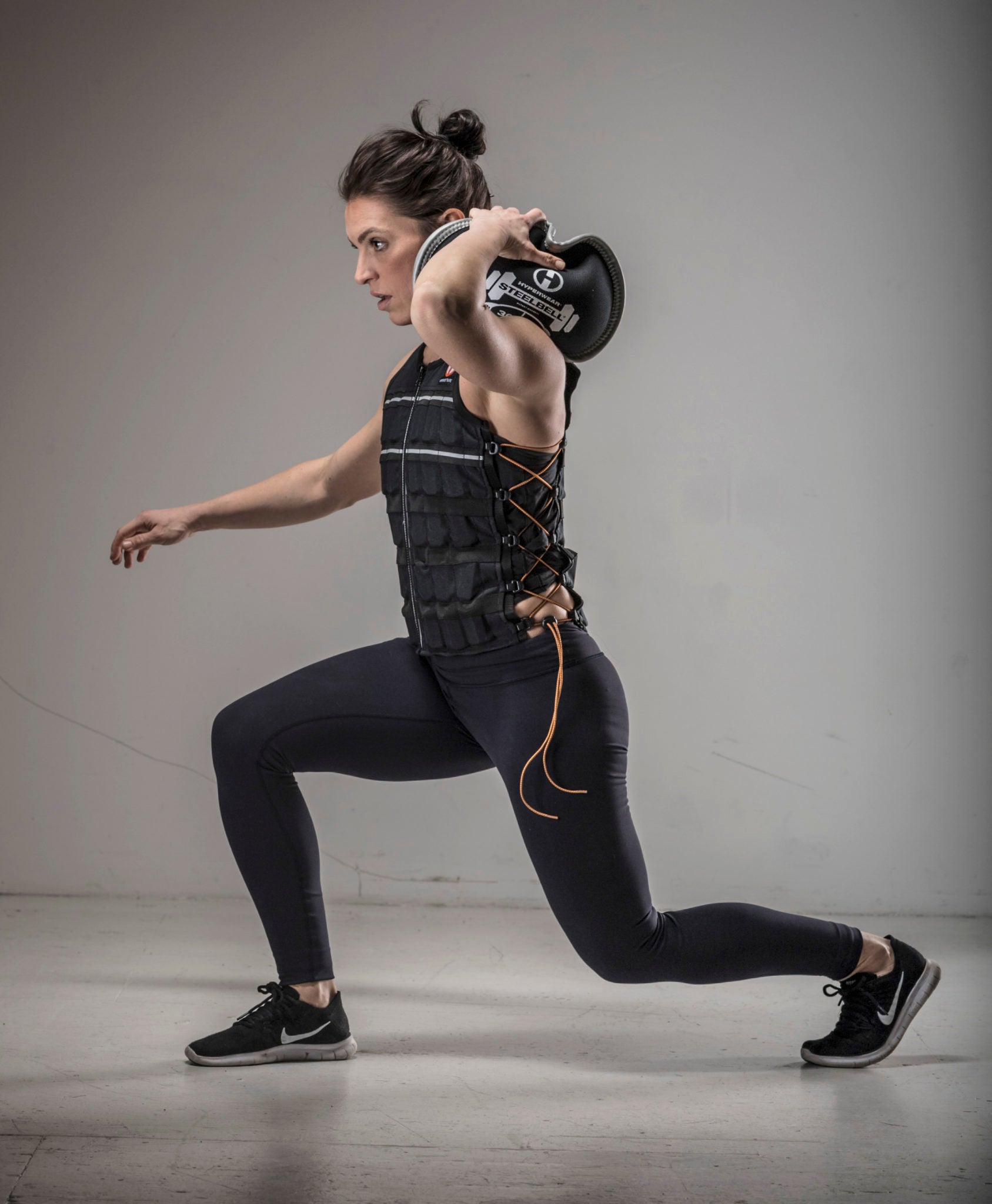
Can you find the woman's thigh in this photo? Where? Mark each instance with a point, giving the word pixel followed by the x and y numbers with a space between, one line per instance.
pixel 589 859
pixel 373 712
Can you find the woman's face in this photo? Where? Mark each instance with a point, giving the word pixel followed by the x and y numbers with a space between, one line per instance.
pixel 387 245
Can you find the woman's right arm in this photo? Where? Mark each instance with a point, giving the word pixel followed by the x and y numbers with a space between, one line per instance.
pixel 306 491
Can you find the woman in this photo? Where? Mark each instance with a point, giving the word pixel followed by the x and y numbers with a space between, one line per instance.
pixel 467 446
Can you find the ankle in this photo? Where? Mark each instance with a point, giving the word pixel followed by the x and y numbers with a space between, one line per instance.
pixel 317 995
pixel 877 956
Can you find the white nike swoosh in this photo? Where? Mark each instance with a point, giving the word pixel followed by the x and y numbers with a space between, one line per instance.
pixel 299 1037
pixel 889 1016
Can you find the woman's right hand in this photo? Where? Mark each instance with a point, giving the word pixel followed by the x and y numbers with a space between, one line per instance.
pixel 151 527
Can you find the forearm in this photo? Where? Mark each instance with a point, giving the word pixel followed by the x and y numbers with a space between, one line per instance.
pixel 296 495
pixel 456 273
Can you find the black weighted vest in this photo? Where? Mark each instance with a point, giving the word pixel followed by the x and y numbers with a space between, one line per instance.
pixel 476 527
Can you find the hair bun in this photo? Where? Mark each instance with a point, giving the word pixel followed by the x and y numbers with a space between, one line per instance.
pixel 466 133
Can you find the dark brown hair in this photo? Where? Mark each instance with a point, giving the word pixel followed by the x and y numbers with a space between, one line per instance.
pixel 420 173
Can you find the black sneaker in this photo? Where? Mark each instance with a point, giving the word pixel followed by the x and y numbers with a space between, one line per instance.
pixel 281 1029
pixel 876 1011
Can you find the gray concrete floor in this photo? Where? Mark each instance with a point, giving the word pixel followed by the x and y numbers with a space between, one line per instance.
pixel 494 1067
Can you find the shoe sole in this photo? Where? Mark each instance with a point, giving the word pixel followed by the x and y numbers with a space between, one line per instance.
pixel 921 991
pixel 289 1052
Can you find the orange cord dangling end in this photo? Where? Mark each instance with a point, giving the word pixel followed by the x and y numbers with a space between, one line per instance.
pixel 549 621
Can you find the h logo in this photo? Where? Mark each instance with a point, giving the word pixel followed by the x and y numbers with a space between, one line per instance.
pixel 548 280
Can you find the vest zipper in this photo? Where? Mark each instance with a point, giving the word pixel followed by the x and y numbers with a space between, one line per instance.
pixel 406 518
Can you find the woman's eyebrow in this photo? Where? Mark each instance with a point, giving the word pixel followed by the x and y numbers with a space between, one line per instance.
pixel 364 235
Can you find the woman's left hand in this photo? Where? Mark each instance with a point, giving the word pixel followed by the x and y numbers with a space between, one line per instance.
pixel 511 230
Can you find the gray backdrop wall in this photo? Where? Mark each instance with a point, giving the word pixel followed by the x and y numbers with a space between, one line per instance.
pixel 778 473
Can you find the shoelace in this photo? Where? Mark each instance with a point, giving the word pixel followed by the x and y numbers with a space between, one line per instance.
pixel 549 621
pixel 278 1002
pixel 859 1005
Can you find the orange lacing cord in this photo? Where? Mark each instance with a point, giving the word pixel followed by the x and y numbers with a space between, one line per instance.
pixel 549 621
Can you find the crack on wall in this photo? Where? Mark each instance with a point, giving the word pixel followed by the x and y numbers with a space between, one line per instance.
pixel 757 767
pixel 115 740
pixel 398 878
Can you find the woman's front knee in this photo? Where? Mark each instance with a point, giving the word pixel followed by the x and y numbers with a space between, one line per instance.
pixel 236 730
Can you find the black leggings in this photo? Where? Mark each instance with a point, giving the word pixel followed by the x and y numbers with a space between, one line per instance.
pixel 388 714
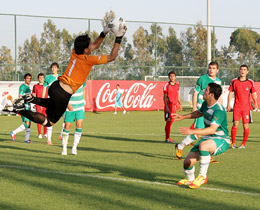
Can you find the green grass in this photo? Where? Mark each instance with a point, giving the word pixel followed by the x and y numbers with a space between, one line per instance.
pixel 122 163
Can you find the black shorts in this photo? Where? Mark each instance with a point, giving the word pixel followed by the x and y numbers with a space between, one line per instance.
pixel 59 100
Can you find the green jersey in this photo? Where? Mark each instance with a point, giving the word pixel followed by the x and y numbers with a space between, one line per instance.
pixel 77 99
pixel 49 79
pixel 201 85
pixel 216 114
pixel 24 89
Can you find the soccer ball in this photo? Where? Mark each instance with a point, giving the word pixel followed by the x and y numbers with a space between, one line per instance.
pixel 117 26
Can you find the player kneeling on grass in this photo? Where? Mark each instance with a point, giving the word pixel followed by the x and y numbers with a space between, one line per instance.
pixel 215 138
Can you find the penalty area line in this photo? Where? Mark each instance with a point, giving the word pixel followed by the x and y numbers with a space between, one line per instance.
pixel 121 179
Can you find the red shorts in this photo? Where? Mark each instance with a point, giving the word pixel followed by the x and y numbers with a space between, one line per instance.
pixel 173 109
pixel 245 114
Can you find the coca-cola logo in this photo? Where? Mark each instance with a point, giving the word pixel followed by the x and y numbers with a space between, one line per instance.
pixel 137 96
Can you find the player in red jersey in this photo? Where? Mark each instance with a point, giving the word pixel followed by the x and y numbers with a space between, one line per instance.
pixel 243 88
pixel 171 99
pixel 38 92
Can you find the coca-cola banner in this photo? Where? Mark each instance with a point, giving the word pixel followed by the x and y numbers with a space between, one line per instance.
pixel 137 95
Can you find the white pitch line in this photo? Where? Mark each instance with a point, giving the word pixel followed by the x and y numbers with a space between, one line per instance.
pixel 121 179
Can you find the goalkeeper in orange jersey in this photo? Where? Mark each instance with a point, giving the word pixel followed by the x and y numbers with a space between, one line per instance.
pixel 75 75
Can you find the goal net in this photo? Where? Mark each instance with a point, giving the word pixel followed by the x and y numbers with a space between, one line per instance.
pixel 187 84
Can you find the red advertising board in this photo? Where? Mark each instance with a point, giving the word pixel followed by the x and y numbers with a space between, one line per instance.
pixel 138 95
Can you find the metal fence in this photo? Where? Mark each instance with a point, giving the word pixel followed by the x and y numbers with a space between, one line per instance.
pixel 16 29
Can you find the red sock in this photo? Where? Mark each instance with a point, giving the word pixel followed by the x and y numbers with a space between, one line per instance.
pixel 246 134
pixel 45 130
pixel 168 129
pixel 39 127
pixel 233 134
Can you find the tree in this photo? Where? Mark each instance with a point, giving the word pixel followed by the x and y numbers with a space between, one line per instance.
pixel 246 43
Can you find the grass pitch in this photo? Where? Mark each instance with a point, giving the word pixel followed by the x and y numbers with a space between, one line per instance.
pixel 122 163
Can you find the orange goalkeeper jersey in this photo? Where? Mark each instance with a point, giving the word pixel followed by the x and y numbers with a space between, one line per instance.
pixel 79 68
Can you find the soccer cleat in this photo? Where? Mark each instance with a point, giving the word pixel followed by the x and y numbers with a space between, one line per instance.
pixel 28 141
pixel 200 180
pixel 242 146
pixel 12 135
pixel 213 161
pixel 74 151
pixel 169 140
pixel 184 182
pixel 49 143
pixel 178 152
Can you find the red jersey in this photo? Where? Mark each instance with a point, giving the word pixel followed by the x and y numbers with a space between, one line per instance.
pixel 37 89
pixel 242 91
pixel 172 92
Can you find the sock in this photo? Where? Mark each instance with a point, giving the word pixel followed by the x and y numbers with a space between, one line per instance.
pixel 39 128
pixel 204 163
pixel 246 134
pixel 49 133
pixel 19 129
pixel 233 134
pixel 45 130
pixel 77 137
pixel 62 127
pixel 189 172
pixel 188 139
pixel 65 138
pixel 33 116
pixel 27 133
pixel 168 129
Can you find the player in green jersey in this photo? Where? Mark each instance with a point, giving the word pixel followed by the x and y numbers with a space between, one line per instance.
pixel 215 138
pixel 24 89
pixel 197 101
pixel 75 111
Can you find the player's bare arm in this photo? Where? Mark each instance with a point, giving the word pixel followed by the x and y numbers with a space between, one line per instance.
pixel 205 131
pixel 192 115
pixel 230 95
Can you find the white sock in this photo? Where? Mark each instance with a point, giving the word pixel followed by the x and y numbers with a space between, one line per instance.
pixel 49 133
pixel 19 129
pixel 77 137
pixel 27 133
pixel 187 140
pixel 62 127
pixel 204 165
pixel 190 174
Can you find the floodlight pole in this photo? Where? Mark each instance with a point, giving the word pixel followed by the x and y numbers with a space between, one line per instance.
pixel 209 33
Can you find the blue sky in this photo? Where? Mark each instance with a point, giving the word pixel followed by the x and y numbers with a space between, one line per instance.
pixel 223 13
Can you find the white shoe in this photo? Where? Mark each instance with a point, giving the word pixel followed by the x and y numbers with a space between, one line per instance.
pixel 74 151
pixel 64 152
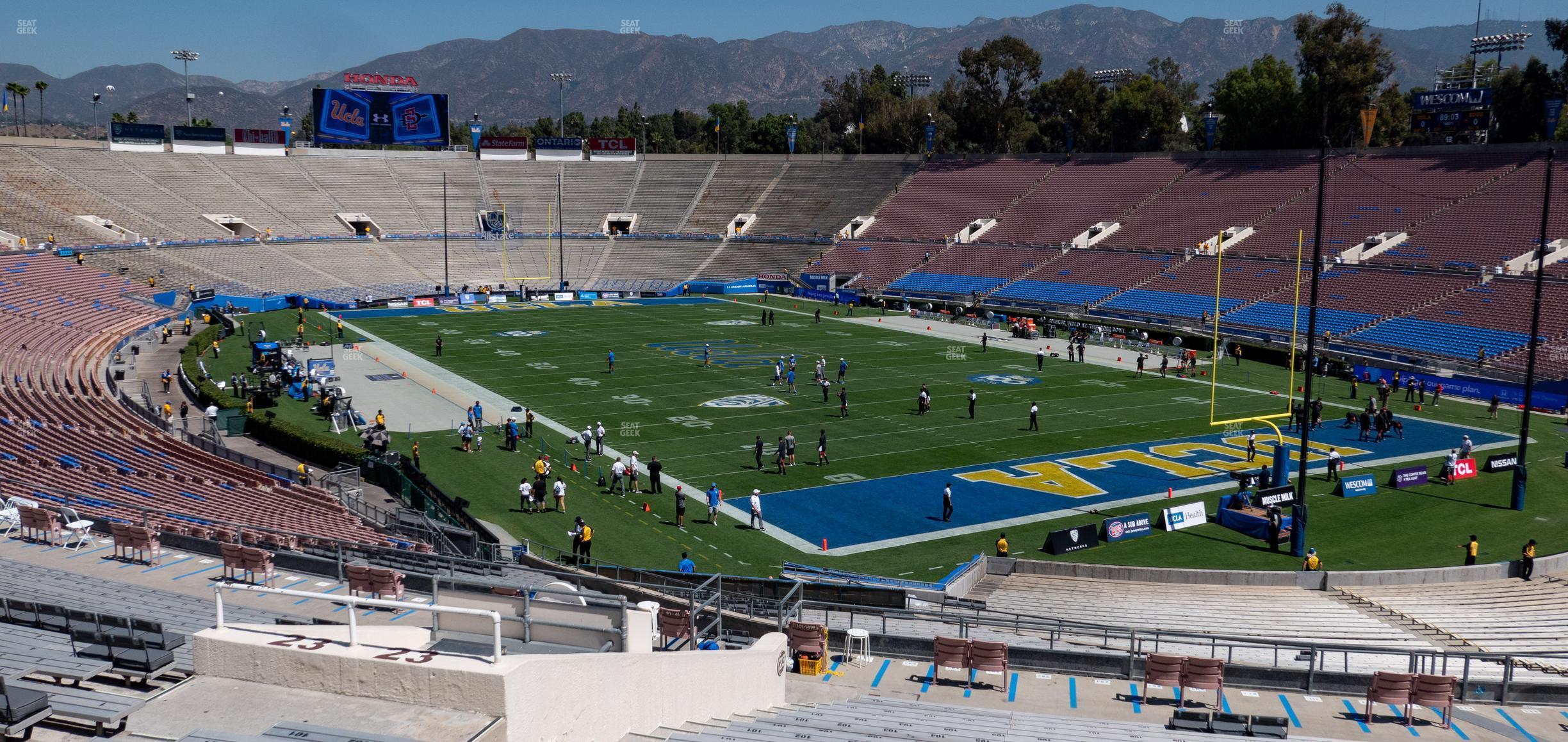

== Directions ==
What is needed is an exact repetition of every line from the line with "Can you find the white sock" to the end of the data above, both ends included, with no pictures.

== Response area ==
Can you find the white sock in this photo? Where? Mark each instance with a point, giving the word pixel followed by the x and y numbers with a space between, one line per instance.
pixel 49 133
pixel 19 129
pixel 77 137
pixel 27 133
pixel 187 140
pixel 62 127
pixel 204 165
pixel 190 174
Can you find the floodlight pole in this photo? Where? Mark each instance with a point, giving the word pixel followed by the x and y numbers with a space between, one line per instance.
pixel 209 33
Can you find the blue sky in this photo? Where? Mark each instance with a point, giving the word pixel followed by the x and y numbers with a space between, one line per instance.
pixel 223 13
Can you find the white shoe in this photo? Where? Mark each instance with a point, giving the word pixel followed by the x and y numbers with a space between, one line per instance.
pixel 74 151
pixel 64 152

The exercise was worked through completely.